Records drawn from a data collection
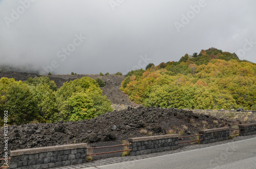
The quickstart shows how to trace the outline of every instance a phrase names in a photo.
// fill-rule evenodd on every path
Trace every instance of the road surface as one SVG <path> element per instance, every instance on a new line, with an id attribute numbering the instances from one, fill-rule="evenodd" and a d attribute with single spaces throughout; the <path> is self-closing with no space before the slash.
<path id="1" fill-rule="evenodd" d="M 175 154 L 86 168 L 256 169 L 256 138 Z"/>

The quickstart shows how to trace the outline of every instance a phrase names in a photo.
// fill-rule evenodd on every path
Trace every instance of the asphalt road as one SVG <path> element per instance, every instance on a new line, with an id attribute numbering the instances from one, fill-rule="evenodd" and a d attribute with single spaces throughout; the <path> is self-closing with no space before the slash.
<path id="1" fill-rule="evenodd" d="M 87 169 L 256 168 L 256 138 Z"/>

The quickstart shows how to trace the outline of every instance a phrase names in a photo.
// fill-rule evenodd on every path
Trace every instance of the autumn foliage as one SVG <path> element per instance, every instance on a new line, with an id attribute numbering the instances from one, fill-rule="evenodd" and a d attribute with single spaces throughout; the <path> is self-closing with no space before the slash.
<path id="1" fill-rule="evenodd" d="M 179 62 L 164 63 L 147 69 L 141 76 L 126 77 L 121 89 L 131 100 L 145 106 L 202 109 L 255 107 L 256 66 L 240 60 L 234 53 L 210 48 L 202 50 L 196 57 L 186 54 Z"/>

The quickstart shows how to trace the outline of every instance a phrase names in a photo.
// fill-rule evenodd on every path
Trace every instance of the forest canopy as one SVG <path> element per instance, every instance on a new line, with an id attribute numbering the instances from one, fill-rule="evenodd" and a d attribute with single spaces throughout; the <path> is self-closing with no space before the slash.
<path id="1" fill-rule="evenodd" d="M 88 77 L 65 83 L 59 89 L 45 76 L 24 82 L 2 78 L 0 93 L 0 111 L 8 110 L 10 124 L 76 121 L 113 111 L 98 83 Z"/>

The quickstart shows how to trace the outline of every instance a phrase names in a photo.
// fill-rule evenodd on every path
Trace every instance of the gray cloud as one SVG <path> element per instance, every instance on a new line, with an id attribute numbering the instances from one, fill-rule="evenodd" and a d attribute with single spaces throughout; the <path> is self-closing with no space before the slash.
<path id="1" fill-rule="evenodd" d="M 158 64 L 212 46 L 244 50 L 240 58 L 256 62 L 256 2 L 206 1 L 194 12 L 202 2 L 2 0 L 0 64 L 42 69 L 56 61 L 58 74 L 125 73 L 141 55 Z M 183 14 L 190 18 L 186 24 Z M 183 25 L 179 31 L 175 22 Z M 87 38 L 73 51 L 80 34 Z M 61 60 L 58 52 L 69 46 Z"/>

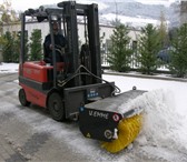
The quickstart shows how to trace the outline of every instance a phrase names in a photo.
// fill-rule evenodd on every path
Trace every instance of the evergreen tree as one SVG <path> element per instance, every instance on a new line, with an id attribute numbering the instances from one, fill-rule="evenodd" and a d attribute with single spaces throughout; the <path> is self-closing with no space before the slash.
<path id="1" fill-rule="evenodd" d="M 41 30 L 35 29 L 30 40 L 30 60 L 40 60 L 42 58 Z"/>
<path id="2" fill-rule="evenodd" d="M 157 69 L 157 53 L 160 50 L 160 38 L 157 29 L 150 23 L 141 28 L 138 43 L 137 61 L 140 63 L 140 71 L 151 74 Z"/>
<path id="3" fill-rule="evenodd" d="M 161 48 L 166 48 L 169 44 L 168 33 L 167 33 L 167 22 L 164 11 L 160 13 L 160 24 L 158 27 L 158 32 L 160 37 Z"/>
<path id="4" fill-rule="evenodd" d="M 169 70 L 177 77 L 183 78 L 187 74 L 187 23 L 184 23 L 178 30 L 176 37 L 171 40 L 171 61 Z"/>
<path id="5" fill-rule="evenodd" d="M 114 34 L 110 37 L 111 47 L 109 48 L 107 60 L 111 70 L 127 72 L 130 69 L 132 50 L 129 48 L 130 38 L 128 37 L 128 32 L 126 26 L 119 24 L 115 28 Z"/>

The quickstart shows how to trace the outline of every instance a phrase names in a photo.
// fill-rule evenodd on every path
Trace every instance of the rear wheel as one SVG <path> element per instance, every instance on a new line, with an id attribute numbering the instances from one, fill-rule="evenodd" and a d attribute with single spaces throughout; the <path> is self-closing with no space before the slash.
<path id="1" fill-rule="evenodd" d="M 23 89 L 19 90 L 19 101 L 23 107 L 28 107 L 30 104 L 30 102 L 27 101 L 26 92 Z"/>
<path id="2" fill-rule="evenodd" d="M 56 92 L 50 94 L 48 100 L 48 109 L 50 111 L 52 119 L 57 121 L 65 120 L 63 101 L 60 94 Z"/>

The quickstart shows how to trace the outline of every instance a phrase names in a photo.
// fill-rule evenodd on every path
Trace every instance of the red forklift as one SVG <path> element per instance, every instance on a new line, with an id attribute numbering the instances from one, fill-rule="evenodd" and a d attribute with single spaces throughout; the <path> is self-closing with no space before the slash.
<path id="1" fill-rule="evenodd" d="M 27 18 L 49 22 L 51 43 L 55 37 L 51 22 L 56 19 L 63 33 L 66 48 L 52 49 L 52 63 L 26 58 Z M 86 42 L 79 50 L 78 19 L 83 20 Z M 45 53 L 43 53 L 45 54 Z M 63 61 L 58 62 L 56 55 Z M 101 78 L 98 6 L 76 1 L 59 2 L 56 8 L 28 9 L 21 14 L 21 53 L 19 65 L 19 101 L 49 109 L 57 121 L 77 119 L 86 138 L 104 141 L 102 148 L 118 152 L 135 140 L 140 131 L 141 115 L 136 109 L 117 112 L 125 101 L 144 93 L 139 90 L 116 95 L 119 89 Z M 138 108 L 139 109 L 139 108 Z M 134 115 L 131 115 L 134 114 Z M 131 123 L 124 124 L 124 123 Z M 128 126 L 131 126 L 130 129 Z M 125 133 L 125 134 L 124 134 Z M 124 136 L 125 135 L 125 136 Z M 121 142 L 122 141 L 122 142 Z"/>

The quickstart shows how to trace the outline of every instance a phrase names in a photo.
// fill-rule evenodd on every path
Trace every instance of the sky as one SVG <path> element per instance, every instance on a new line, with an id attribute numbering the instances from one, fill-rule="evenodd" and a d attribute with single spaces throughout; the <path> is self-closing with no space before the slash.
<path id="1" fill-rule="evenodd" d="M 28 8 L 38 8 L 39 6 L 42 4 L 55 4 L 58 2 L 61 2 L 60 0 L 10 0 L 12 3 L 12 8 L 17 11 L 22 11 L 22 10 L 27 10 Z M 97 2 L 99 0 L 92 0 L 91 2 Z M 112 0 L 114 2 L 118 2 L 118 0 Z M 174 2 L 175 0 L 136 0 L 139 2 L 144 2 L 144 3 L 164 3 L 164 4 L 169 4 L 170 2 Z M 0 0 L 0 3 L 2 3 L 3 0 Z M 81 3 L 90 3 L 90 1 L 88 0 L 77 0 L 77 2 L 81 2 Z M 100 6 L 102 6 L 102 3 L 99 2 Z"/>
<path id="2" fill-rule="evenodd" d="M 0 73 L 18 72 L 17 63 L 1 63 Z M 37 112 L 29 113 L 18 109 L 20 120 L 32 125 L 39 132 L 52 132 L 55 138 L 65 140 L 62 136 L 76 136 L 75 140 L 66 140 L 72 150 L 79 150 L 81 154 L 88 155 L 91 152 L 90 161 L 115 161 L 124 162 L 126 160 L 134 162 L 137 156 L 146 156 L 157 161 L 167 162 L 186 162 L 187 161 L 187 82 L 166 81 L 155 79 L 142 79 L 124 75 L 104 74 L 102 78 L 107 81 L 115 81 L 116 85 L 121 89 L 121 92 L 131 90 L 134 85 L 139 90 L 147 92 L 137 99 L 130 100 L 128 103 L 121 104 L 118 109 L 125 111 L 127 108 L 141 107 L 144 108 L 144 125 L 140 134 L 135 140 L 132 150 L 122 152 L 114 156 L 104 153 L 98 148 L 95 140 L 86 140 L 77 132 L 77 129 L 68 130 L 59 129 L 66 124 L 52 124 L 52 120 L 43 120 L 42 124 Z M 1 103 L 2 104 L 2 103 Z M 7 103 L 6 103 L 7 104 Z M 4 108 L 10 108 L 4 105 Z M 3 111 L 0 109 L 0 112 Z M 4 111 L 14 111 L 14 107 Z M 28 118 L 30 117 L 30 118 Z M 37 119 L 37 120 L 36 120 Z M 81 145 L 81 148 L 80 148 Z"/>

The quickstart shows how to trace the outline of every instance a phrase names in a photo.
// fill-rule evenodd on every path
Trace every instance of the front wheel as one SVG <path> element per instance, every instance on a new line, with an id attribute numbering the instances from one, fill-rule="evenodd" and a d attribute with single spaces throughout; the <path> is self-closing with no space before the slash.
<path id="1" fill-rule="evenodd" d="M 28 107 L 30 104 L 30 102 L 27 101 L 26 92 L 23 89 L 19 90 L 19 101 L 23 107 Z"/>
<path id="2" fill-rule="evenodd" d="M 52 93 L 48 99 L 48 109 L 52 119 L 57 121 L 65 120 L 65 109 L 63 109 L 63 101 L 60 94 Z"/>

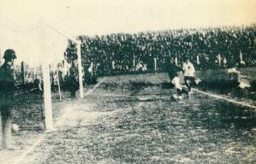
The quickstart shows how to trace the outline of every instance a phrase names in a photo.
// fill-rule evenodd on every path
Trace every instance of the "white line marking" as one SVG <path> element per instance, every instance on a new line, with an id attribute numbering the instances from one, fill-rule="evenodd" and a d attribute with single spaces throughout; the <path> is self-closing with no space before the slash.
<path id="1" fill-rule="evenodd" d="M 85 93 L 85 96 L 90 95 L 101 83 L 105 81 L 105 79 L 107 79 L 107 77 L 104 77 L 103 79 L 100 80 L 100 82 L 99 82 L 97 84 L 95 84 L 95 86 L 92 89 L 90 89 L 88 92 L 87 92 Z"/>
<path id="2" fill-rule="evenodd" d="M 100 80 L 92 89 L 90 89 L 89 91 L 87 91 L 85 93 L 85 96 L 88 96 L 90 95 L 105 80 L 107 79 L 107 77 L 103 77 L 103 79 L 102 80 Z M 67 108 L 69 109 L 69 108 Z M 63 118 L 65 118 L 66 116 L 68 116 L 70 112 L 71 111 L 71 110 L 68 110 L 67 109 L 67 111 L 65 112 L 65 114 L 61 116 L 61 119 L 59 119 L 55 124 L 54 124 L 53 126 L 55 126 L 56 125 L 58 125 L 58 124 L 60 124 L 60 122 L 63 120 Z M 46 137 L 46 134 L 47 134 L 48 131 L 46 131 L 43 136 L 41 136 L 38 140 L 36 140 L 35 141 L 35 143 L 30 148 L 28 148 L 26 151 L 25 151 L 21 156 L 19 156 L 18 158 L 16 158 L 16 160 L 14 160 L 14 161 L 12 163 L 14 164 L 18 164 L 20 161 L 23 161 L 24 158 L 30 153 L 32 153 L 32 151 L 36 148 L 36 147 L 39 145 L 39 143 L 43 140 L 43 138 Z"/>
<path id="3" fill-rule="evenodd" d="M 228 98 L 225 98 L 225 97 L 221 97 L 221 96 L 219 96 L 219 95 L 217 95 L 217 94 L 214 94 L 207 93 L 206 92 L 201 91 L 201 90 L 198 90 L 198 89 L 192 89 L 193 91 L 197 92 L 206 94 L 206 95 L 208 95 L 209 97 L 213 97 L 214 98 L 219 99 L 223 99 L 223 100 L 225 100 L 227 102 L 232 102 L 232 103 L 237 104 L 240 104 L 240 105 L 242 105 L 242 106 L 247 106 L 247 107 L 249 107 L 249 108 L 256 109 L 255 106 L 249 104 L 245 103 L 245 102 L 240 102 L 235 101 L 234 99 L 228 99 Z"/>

• **TO DO**:
Reproduce the records verbatim from their beginning through the line containing "175 154 L 86", including that line, and omit the pictures.

• **EXERCISE RESULT**:
The quickstart shows how to trace the outline of every instance a phrase names in a photo.
// fill-rule evenodd on every path
Trace every instance of the road surface as one SVG <path> element per instance, every instance on a new line, with an id attribute numbering the instances from one, fill-rule="evenodd" and a d attribute with single spaces throughout; the <path> is self-closing with no space before the slash.
<path id="1" fill-rule="evenodd" d="M 175 154 L 86 168 L 256 169 L 256 138 Z"/>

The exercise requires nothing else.